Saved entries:

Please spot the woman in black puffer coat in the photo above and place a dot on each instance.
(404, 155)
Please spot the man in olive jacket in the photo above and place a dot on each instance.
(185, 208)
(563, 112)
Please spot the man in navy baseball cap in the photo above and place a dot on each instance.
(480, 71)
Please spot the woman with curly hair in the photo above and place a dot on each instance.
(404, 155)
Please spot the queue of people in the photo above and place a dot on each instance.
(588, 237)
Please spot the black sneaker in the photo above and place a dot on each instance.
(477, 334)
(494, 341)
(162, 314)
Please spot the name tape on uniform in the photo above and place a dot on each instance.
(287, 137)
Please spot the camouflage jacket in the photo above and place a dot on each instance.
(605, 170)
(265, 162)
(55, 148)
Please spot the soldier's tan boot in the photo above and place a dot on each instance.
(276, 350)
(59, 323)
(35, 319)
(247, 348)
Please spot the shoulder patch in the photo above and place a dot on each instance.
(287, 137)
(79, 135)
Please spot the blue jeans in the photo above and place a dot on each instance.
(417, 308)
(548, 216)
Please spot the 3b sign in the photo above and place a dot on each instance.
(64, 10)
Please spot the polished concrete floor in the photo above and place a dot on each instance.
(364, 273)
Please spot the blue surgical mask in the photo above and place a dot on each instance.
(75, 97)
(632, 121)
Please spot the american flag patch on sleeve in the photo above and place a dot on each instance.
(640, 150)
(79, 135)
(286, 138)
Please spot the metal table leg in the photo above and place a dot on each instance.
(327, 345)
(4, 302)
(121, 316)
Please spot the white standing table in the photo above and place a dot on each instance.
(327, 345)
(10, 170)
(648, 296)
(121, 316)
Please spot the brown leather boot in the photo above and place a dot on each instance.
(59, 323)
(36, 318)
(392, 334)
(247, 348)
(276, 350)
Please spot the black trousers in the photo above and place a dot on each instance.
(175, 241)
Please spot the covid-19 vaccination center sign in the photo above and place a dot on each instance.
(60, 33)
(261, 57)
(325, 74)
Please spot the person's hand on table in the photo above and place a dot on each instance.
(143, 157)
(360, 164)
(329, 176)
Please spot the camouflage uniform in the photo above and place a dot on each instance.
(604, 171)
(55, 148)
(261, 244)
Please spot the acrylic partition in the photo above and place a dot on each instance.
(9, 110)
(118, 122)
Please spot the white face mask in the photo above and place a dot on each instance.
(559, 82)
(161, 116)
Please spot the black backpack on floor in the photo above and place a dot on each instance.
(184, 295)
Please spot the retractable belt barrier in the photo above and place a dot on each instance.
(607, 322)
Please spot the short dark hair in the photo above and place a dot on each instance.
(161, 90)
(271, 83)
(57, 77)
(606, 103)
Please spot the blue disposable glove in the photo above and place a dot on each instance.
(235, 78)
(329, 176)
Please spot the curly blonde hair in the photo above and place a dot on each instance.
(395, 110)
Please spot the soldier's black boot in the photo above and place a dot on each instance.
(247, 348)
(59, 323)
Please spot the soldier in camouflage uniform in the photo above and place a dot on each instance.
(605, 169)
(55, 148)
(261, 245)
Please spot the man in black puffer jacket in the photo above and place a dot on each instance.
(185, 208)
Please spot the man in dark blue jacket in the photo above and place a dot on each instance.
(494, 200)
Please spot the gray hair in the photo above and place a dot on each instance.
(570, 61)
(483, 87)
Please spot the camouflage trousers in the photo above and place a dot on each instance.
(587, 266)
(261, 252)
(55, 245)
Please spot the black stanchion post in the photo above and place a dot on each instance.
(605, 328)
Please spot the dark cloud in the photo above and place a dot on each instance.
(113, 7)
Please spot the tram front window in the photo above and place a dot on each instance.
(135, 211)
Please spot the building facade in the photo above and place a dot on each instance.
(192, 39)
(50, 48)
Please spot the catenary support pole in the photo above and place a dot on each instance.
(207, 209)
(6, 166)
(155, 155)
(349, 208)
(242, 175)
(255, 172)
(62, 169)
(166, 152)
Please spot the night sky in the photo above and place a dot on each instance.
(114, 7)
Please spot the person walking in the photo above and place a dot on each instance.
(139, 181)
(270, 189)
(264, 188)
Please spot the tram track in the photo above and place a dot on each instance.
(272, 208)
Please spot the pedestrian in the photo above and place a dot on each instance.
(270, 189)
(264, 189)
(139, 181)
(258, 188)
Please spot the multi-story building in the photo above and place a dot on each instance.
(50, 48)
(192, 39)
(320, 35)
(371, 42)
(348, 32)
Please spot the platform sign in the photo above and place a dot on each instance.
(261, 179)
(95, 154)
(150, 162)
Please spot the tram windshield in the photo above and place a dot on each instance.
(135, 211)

*GIVEN EXERCISE*: Rescale the data from the line with "Please spot the pedestrian" up to and including the last line of the data by multiplying each point coordinate in the answers by 2 and rounding to whole numbers, with halves rounded up. Give back all of those lines and only those, leaving every line other than the coordinates unchanged.

*TASK RESPONSE*:
Please spot the pedestrian in the photo above and place a dot on each instance.
(540, 378)
(528, 378)
(278, 362)
(516, 376)
Please spot the multi-story building in the photo above and place a dot on each instance.
(100, 96)
(384, 78)
(640, 70)
(742, 84)
(696, 64)
Please spot the platform sign in the photo above and place a dot on each instance.
(522, 358)
(190, 308)
(300, 324)
Please spot the tram windshield in the photo above and place a dot on each instance.
(270, 422)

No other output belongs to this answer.